▶ Quoted text:
— start —
Re: [HADOOP-users] HowTo filter files for a Map/Reduce task over the same input folder

Posted by Arun C Murthy <ar...@yahoo-inc.com>.
On Apr 11, 2008, at 10:21 AM, Amar Kamat wrote:

> A simpler way is to use FileInputFormat.setInputPathFilter(JobConf,  
> PathFilter). Look at org.apache.hadoop.fs.PathFilter for details on  
> PathFilter interface.

+1, although FileInputFormat.setInputPathFilter is available only in  
hadoop-0.17 and above... like Amar mentioned previously, you'd have  
to have a custom InputFormat prior to hadoop-0.17.

Arun

> Amar
> Alfonso Olias Sanz wrote:
>> Hi
>> I have a general purpose input folder that it is used as input in a
>> Map/Reduce task. That folder contains files grouped by names.
>>
>> I want to configure the JobConf in a way I can filter the files that
>> have to be processed from that pass (ie  files which name starts by
>> Elementary, or Source etc)  So the task function will only process
>> those files.  So if the folder contains 1000 files and only 50 start
>> by Elementary. Only those 50 will be processed by my task.
— end —
▶ Dataset:
— start —
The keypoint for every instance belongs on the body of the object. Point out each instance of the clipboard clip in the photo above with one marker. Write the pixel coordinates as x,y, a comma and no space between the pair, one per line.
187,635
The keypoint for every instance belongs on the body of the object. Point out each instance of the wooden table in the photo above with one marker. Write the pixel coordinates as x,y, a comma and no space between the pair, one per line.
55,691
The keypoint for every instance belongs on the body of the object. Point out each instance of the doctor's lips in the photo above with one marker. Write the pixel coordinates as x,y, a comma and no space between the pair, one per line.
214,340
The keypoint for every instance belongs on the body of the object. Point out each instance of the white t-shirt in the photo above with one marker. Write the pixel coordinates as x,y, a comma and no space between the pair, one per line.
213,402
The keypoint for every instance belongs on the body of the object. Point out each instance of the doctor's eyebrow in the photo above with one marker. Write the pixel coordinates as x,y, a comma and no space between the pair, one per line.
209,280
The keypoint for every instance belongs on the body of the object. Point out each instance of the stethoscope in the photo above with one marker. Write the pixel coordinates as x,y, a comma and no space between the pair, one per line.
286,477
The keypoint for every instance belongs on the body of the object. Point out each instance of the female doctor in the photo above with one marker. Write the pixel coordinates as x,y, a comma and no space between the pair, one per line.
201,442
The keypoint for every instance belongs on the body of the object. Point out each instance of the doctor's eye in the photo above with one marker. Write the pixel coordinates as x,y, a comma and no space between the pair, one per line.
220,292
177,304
— end —
— start —
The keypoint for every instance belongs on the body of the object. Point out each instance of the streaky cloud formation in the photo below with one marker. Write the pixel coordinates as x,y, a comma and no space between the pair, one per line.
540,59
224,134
— end —
▶ Tasks to carry out:
1: Please rewrite the paragraph of the Hadoop thread that begins "+1, although" as a short bulleted list that keeps its main facts.
2: Answer these questions from the Hadoop thread, one per line:
(a) Where should one look for details on the PathFilter interface?
(b) In the example of a folder with 1000 files, how many start with Elementary?
(c) On what date did Amar Kamat write the quoted message?

▶ Answers to each task:
1:
- Agrees with using FileInputFormat.setInputPathFilter.
- That method exists only in hadoop-0.17 and above.
- Before hadoop-0.17, a custom InputFormat is required, as Amar said earlier.

2:
(a) org.apache.hadoop.fs.PathFilter
(b) 50
(c) Apr 11, 2008